Here, we’ll tell the story of what it’s actually like to be surfing when a tsunami hits.
The third day of Tom Gogola’s Samoan surf trip began much the same as the first two. He woke up at 5.45 am to the sound of Tim the surf guide knocking on the door of his beachside fale to let him know they were heading out to the reef before breakfast.
He jumped out of bed, did a quick stretch, waxed his board, said goodbye to his girlfriend Rachel and stepped out into the pre-dawn glow. Just seven steps and a row of towering palm trees, motionless that morning against the inky sky, separated his front door from the soft white sands of the lagoon.
He waded into the water and passed his board up to one of the eight passengers already on the boat as the bath-warm South Pacific sloshed against his knees. He was a long way from the estuarine waters of his home break in South Devon. As he climbed aboard, Tom remembers enquiring as to the whereabouts of a German and two Danish surfers who were staying at the camp. Apparently, they’d been up all night ill, possibly from the dinner, so wouldn’t be joining the early expedition.
The boat set off west across the inner reef, headed for a fun left-hander named ‘Sales’, which breaks hard off the corner of a coral shelf before running into a deep channel carved by the river that flows off the land just a kilometre away.

• • •

**WRITTEN TASK A**
Can you give the part of the entries that opens with the line containing "When you get a chance, would you mind identifying the setting" and closes with the line containing "88,93,95,98" as a numbered list, leaving out blank lines?

**Photo labels with boxes**
• • •

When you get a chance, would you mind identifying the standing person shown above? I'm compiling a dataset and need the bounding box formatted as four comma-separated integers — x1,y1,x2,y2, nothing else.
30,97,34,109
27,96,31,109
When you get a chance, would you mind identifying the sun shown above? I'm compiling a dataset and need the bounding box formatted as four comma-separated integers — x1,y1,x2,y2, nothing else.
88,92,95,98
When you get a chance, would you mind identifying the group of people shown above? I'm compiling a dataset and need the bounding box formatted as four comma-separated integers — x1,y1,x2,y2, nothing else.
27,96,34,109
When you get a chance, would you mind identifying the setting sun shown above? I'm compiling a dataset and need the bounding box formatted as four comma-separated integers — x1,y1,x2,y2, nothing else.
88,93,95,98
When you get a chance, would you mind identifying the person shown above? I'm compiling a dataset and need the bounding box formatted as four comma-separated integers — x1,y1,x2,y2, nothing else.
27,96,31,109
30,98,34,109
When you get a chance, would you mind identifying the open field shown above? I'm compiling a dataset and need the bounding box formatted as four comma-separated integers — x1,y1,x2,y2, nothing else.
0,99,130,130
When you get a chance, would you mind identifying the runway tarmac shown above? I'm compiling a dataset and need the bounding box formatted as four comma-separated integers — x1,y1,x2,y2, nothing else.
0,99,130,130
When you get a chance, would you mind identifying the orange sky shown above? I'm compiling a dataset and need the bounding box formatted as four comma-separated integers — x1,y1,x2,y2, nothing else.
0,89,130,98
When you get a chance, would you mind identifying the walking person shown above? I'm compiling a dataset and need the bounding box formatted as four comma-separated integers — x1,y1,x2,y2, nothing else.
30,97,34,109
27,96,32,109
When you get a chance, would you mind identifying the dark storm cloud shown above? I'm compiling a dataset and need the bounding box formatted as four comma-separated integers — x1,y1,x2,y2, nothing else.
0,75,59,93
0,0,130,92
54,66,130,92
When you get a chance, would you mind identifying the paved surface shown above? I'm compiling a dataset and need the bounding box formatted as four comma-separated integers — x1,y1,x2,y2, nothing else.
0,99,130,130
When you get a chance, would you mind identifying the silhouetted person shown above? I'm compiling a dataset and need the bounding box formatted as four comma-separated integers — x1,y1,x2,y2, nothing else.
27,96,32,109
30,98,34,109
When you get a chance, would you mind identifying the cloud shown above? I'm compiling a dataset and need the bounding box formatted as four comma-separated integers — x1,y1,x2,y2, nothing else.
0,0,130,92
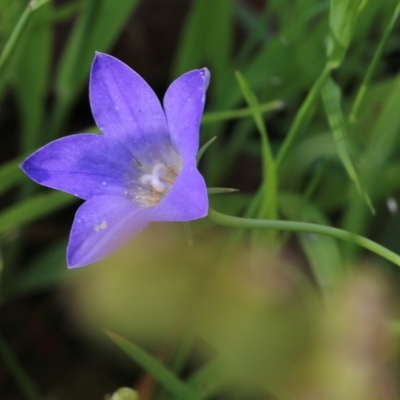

• • •

**WRITTEN TASK B**
How would the story of the Samoan surf trip go on from the point where it stops? Write the next part.

**TASK ANSWER A**
1. When you get a chance, would you mind identifying the setting sun shown above? I'm compiling a dataset and need the bounding box formatted as four comma-separated integers — x1,y1,x2,y2, nothing else.
2. 88,93,95,98

**TASK ANSWER B**
After 15 minutes they arrived at the pass, dropping anchor just as the sun rose above the horizon. The surf was glassy, 4 foot, with the best ones running off for 100m or so. Tom was first off the boat.
“This is paradise,” he remembers thinking as he made his way to the peak. “Twenty-seven-degree water, good clean surf and not a care in the world.”
“I caught the ﬁrst few waves of the day before the rest of the guys had paddled out and was stoked about surﬁng better than I was the day before,” he recounts.
After about an hour, another boat turned up and added a few more surfers to the lineup. Despite some terse words about moorings between the boat’s driver and Tim the surf guide, the vibes in the lineup were high.
At around 7am, with thoughts turning to heading back for breakfast, Tom noticed a rogue wave hit the reef.
“I was paddling back out at the time,” he says, “it jacked up in height and had this real square, unsurfable look about it. I remember looking at the coral and thinking, shit that was really shallow.”
As he reached the peak, he glanced back towards the inside. “The water was bubbling as if a 100 foot wave had just detonated. We were all really puzzled.”
“After that, the whole lineup started ﬁzzing and surging violently,” he continues. “Then a guy from the other boat said casually, ‘I think the waves are done for the day, best get off the reef, think there’s a tsunami coming.’”
Tom remembers feeling more skeptical than panicked as he put his head down and followed the rest of the pack as they paddled off towards the channel.
“By the time I got to the deeper water, there were only 3 guys left out the back,” he says.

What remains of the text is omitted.